TASK TO CARRY OUT. The line count for "above" is all that is needed: say how many lines in the listing below contain it.

******************************

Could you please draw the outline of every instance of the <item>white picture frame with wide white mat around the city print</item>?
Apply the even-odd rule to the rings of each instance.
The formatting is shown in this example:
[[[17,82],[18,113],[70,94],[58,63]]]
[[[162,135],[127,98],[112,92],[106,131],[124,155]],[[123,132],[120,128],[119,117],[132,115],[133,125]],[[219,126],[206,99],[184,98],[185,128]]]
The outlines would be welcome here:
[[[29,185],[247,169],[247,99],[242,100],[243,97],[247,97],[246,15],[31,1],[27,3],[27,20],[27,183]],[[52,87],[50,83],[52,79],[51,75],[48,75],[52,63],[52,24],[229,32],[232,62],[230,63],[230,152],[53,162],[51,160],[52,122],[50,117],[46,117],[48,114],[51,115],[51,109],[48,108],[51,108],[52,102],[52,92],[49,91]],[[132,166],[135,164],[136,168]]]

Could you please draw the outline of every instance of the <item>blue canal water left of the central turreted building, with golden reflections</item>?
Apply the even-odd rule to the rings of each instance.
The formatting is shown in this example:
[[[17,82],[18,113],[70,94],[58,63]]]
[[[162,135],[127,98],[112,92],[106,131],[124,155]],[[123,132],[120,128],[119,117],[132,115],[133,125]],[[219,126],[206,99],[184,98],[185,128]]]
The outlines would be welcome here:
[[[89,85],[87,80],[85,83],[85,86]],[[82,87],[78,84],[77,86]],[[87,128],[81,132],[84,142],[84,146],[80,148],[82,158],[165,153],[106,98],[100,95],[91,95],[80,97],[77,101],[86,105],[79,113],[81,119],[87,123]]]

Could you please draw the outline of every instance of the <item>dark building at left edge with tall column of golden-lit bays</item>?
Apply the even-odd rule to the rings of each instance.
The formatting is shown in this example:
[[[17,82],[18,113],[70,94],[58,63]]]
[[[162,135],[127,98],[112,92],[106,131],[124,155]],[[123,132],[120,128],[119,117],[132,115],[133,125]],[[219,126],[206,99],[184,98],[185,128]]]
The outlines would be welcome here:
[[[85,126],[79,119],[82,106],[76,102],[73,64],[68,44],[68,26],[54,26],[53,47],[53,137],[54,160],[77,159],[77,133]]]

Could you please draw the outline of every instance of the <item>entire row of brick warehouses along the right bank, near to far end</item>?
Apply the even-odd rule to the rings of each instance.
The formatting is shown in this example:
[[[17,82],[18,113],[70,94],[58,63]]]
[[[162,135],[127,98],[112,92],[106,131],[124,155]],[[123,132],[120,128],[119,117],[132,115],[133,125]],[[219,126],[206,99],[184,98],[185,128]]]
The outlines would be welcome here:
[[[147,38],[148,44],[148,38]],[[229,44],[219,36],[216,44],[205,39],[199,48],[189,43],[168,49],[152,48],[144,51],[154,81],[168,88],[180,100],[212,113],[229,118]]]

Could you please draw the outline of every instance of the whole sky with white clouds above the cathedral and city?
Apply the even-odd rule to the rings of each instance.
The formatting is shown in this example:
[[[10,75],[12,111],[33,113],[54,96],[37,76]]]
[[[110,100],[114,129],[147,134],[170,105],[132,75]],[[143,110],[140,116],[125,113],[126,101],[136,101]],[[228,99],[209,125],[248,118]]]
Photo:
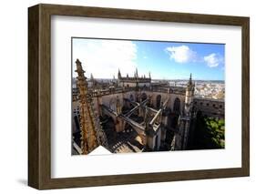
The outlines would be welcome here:
[[[77,58],[87,77],[117,77],[151,73],[157,79],[224,80],[225,46],[155,41],[73,38],[73,68]],[[73,69],[74,70],[74,69]],[[73,75],[73,77],[76,75]]]

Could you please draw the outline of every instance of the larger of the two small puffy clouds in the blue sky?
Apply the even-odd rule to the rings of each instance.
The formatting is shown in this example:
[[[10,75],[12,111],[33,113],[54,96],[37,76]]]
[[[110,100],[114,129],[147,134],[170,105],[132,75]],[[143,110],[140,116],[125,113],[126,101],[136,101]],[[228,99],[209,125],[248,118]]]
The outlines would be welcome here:
[[[189,46],[169,46],[166,48],[169,58],[174,59],[177,63],[188,63],[196,60],[197,53]]]

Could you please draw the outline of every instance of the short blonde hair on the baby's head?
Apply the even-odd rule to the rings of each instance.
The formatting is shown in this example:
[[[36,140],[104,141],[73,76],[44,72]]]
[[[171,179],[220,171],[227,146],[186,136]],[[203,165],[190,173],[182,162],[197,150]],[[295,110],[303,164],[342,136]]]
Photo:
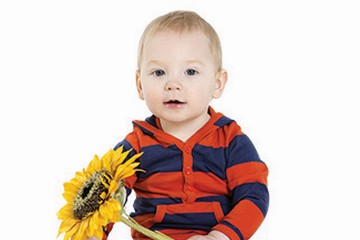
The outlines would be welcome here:
[[[139,42],[137,65],[140,69],[146,38],[157,32],[171,30],[176,32],[201,31],[209,40],[210,51],[218,70],[222,69],[222,49],[218,34],[205,19],[192,11],[173,11],[155,18],[145,28]]]

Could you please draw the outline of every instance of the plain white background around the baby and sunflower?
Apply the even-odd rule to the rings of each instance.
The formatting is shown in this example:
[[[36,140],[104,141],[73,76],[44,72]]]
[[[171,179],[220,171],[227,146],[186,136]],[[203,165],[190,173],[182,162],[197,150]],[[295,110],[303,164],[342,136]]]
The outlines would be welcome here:
[[[56,238],[62,183],[149,115],[134,81],[143,29],[188,9],[222,40],[229,82],[212,105],[270,169],[253,239],[359,239],[357,2],[2,1],[2,238]]]

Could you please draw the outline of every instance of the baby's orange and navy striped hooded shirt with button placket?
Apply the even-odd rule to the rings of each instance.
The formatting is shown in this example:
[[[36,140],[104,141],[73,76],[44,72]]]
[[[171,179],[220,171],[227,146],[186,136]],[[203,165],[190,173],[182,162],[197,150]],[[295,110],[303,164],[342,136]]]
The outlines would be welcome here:
[[[210,120],[186,142],[165,133],[154,115],[134,121],[115,149],[143,152],[138,172],[126,181],[136,193],[131,216],[174,239],[218,230],[249,239],[264,220],[268,169],[239,125],[209,108]],[[134,239],[147,239],[132,231]]]

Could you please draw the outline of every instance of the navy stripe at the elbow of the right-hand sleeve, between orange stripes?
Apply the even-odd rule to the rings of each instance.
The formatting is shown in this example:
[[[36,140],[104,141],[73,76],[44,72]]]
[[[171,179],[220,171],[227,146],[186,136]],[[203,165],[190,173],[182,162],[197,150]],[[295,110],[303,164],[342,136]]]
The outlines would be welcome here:
[[[265,217],[269,209],[269,191],[266,185],[261,183],[246,183],[232,190],[234,205],[239,201],[247,199],[252,201]]]

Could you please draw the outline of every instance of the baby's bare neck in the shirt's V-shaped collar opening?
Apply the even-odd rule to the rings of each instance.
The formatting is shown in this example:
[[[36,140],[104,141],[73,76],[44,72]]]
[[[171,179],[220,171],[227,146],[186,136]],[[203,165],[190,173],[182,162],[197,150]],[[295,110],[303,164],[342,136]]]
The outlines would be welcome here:
[[[209,119],[210,115],[206,114],[203,118],[181,123],[168,122],[160,119],[160,124],[164,132],[173,135],[183,142],[186,142],[200,128],[202,128],[207,123],[207,121],[209,121]]]

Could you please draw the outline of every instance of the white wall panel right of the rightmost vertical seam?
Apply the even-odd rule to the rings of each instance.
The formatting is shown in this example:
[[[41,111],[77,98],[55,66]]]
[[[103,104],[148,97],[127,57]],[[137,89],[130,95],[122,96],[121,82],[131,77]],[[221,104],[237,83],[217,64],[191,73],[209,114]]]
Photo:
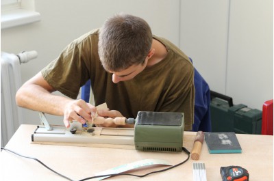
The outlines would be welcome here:
[[[233,0],[230,6],[226,93],[262,109],[273,98],[273,0]]]

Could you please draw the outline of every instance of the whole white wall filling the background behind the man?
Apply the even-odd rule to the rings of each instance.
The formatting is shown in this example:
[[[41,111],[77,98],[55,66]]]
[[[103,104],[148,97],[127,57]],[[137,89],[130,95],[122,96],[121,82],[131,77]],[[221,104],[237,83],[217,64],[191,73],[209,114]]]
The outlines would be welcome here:
[[[216,92],[235,104],[262,109],[273,98],[273,1],[271,0],[36,0],[38,23],[1,30],[1,51],[38,51],[22,64],[23,82],[58,56],[75,38],[116,12],[145,18],[153,33],[168,38],[192,57]],[[24,109],[25,124],[38,124]],[[49,116],[62,124],[62,117]]]

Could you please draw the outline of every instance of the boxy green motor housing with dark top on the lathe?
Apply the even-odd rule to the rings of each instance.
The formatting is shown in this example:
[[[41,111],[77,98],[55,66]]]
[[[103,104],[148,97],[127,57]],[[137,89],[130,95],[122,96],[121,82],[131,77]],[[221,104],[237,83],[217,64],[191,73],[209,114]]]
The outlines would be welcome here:
[[[184,113],[139,111],[135,121],[136,150],[182,152]]]

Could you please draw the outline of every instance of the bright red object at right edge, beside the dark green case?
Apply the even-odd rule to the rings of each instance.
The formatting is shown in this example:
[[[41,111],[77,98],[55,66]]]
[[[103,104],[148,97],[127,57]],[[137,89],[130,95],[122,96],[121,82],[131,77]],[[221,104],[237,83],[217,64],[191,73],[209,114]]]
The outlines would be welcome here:
[[[262,105],[262,135],[273,135],[273,99]]]

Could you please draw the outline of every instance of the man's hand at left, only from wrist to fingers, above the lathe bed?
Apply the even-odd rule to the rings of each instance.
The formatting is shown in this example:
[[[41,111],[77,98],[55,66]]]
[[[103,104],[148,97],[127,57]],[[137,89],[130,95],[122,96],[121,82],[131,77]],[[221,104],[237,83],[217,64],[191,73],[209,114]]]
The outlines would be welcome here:
[[[64,125],[69,128],[70,122],[76,120],[82,124],[92,122],[97,109],[82,99],[71,100],[64,107]]]

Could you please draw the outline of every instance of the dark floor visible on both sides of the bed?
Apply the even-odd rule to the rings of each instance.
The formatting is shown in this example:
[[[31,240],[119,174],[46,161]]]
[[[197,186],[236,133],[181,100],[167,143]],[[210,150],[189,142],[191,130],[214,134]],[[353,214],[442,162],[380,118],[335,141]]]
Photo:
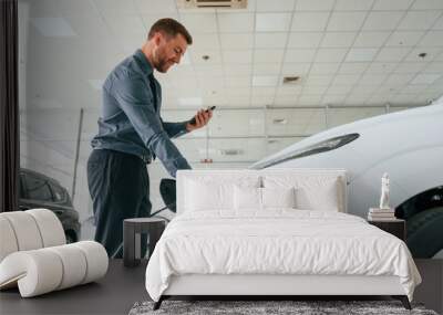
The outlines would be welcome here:
[[[415,262],[423,284],[416,288],[414,301],[442,313],[443,261]],[[127,314],[135,302],[148,300],[144,285],[145,269],[146,262],[137,267],[127,269],[121,260],[112,260],[106,276],[96,283],[32,298],[21,298],[18,290],[3,291],[0,293],[0,314]],[[374,300],[379,298],[374,296]],[[300,300],[303,298],[300,296]],[[363,300],[371,297],[367,296]]]

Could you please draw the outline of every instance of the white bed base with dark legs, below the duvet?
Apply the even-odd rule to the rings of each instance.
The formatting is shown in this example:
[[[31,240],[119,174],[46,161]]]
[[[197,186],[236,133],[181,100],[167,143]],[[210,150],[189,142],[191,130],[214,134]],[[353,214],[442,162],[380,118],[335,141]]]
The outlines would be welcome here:
[[[367,275],[215,275],[173,276],[168,288],[154,304],[172,296],[257,296],[272,300],[290,296],[380,296],[400,300],[406,309],[411,304],[398,276]],[[262,297],[262,298],[261,298]],[[290,298],[288,298],[290,300]]]

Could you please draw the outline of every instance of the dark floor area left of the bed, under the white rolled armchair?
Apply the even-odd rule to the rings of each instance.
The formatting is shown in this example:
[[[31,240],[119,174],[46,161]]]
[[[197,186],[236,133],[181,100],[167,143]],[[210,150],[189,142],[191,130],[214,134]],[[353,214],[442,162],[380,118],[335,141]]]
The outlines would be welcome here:
[[[18,290],[0,292],[0,314],[127,314],[137,301],[148,300],[146,262],[128,269],[123,260],[111,260],[106,276],[45,295],[21,298]]]

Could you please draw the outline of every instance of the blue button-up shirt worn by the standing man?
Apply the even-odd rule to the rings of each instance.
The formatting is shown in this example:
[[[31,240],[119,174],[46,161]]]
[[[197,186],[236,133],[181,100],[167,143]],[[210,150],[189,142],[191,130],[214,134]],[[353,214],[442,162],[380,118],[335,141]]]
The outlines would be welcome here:
[[[92,147],[136,155],[145,161],[157,156],[173,177],[177,169],[190,169],[171,140],[186,133],[188,122],[164,123],[161,104],[159,83],[145,54],[137,50],[103,84],[102,117]]]

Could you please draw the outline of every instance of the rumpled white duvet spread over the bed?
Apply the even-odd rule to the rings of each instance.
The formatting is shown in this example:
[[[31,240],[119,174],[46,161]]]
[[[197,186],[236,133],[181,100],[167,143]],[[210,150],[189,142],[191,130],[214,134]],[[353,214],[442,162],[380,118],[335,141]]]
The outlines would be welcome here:
[[[183,274],[396,275],[410,300],[421,282],[398,238],[351,214],[293,209],[176,217],[148,262],[150,296]]]

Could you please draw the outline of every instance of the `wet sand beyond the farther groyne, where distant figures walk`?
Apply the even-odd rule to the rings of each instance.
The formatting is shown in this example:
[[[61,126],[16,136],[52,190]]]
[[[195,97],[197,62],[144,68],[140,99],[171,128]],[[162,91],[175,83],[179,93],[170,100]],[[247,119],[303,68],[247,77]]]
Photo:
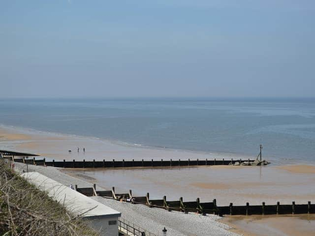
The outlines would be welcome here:
[[[130,145],[119,141],[102,140],[56,133],[39,132],[31,129],[0,126],[1,149],[39,154],[47,160],[188,160],[190,159],[231,159],[248,156],[232,153],[206,153],[168,148],[149,148]],[[80,148],[77,152],[77,148]],[[83,152],[85,148],[85,152]],[[72,150],[71,153],[68,150]]]

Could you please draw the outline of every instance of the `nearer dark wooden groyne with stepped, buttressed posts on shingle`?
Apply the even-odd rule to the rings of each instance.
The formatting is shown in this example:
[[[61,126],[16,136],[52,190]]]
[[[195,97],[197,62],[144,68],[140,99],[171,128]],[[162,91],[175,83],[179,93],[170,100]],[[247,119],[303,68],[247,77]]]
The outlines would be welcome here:
[[[132,195],[132,191],[127,193],[116,193],[115,188],[106,191],[97,191],[94,184],[91,188],[78,188],[75,185],[75,190],[86,196],[101,196],[104,198],[110,198],[118,201],[126,201],[132,204],[142,204],[148,207],[158,207],[169,211],[181,211],[181,212],[198,212],[200,214],[217,214],[217,215],[271,215],[271,214],[314,214],[315,204],[311,204],[309,201],[307,204],[292,204],[281,205],[277,202],[276,205],[265,205],[262,202],[261,205],[250,205],[246,203],[244,206],[234,206],[230,203],[229,206],[217,206],[217,200],[214,199],[211,202],[202,203],[197,198],[196,201],[184,202],[180,197],[178,201],[167,201],[166,196],[162,199],[150,199],[150,194],[146,196],[136,197]]]

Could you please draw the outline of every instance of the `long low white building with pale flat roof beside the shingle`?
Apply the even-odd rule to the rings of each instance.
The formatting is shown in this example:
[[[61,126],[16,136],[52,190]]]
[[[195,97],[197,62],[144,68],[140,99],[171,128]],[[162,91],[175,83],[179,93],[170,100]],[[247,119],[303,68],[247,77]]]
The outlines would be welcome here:
[[[54,200],[64,204],[73,214],[82,214],[101,235],[118,236],[118,218],[121,213],[37,172],[21,174]],[[91,209],[91,210],[89,210]]]

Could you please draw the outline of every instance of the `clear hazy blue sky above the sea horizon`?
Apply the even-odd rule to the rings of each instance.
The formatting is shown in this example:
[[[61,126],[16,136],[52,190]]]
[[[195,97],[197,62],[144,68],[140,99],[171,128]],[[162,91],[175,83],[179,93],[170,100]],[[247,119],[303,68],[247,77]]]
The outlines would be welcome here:
[[[315,95],[314,0],[0,0],[0,97]]]

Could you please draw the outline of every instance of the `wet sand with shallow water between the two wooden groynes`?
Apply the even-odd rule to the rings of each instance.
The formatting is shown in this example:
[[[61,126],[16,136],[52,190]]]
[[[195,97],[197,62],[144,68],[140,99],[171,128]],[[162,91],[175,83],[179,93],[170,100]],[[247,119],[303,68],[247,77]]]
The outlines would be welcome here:
[[[276,167],[195,167],[172,169],[67,170],[93,177],[97,185],[116,192],[129,189],[135,196],[150,193],[151,199],[202,202],[217,199],[219,206],[307,204],[315,202],[315,174],[292,174]],[[82,176],[81,176],[82,177]]]

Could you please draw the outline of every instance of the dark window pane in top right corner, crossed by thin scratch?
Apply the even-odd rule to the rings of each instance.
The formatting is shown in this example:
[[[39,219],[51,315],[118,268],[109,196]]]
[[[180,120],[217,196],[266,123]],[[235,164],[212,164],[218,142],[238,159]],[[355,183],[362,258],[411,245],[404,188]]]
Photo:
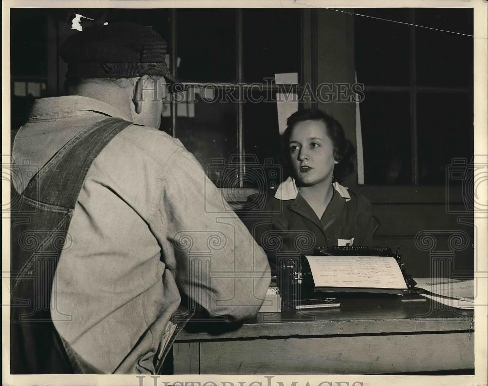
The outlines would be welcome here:
[[[416,10],[416,23],[430,28],[473,34],[472,9]],[[417,83],[470,87],[473,81],[473,38],[416,28]]]

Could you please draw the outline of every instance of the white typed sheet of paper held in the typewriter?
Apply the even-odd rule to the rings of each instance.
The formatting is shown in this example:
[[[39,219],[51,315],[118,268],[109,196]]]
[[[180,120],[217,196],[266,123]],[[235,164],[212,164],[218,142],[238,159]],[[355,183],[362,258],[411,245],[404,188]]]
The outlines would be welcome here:
[[[391,256],[306,256],[316,287],[407,289]]]

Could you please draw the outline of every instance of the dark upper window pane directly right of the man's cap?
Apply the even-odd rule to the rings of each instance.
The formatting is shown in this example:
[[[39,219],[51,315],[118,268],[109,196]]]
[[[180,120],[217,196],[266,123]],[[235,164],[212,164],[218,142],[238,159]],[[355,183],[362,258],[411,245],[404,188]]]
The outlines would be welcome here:
[[[177,16],[178,78],[235,81],[236,11],[178,11]]]

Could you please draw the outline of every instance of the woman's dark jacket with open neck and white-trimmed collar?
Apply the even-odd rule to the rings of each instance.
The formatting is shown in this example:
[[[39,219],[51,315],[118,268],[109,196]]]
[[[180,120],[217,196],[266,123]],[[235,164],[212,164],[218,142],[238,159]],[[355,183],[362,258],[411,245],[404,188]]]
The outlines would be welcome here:
[[[249,196],[242,219],[264,248],[273,271],[278,259],[311,254],[320,246],[372,245],[379,222],[371,213],[371,203],[338,187],[321,219],[299,193],[291,199],[275,197],[277,190]],[[289,191],[284,198],[289,198]]]

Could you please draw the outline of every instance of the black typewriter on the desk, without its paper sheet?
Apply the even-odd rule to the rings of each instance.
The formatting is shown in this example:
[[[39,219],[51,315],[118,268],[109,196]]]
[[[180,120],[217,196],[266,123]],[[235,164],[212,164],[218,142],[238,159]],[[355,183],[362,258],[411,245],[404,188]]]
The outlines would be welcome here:
[[[397,251],[398,252],[398,251]],[[411,275],[406,272],[405,264],[402,261],[402,256],[398,253],[393,253],[391,248],[376,247],[376,246],[324,246],[316,248],[313,255],[316,256],[388,256],[393,257],[400,267],[403,278],[405,280],[406,289],[390,291],[382,291],[382,293],[374,293],[376,291],[364,291],[362,289],[347,290],[344,293],[342,289],[338,289],[337,293],[322,292],[314,286],[310,265],[305,255],[300,256],[299,259],[288,258],[278,262],[278,285],[282,297],[283,310],[296,310],[301,308],[301,305],[308,305],[321,302],[329,302],[330,298],[339,295],[339,297],[387,297],[393,294],[396,295],[418,295],[422,290],[414,288],[417,284]],[[365,293],[369,292],[369,293]]]

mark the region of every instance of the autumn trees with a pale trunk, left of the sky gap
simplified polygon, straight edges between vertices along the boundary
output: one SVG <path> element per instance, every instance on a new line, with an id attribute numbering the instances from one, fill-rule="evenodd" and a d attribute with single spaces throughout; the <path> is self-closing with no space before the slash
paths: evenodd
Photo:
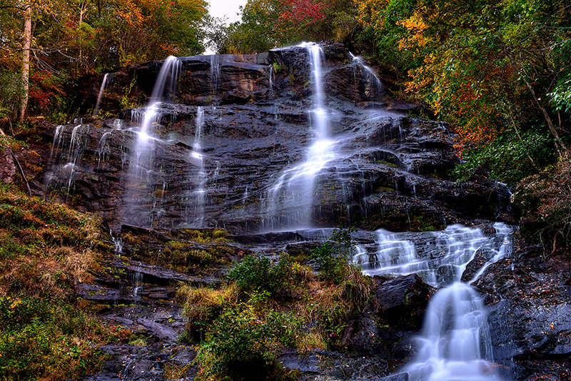
<path id="1" fill-rule="evenodd" d="M 0 106 L 23 120 L 59 110 L 63 85 L 84 73 L 203 51 L 204 0 L 5 0 L 0 6 Z M 24 23 L 22 23 L 24 21 Z"/>

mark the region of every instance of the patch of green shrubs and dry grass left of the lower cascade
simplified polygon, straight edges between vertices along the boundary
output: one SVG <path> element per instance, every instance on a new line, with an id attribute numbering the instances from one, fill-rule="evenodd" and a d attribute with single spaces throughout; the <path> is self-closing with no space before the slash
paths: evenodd
<path id="1" fill-rule="evenodd" d="M 248 256 L 224 288 L 181 287 L 184 339 L 201 342 L 198 378 L 289 380 L 295 373 L 277 361 L 283 347 L 302 353 L 338 347 L 348 320 L 370 297 L 370 280 L 350 265 L 350 250 L 350 235 L 337 230 L 311 254 L 320 273 L 286 254 L 273 261 Z"/>

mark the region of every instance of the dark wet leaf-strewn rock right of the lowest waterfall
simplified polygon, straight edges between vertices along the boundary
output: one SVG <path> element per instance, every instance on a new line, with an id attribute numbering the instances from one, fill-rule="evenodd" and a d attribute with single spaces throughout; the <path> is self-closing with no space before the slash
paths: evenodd
<path id="1" fill-rule="evenodd" d="M 566 380 L 571 355 L 570 258 L 538 250 L 490 265 L 475 285 L 490 309 L 497 362 L 513 380 Z"/>

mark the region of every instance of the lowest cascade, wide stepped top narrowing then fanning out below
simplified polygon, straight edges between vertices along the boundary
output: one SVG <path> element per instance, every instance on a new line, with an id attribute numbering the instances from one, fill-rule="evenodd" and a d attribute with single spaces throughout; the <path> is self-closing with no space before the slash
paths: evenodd
<path id="1" fill-rule="evenodd" d="M 503 223 L 495 223 L 494 228 L 491 238 L 480 229 L 462 225 L 417 236 L 378 231 L 377 253 L 356 248 L 354 261 L 363 265 L 364 273 L 419 273 L 426 283 L 443 287 L 430 299 L 415 360 L 403 369 L 408 380 L 500 380 L 491 363 L 492 345 L 482 300 L 470 285 L 460 282 L 477 254 L 485 263 L 472 280 L 509 253 L 512 228 Z M 404 235 L 412 240 L 403 239 Z M 413 245 L 413 240 L 418 240 L 418 245 Z"/>

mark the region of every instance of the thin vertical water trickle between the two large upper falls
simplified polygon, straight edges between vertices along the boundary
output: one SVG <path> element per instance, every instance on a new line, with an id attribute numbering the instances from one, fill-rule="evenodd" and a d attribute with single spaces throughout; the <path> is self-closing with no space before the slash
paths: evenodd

******************************

WRITTEN RESPONSE. 3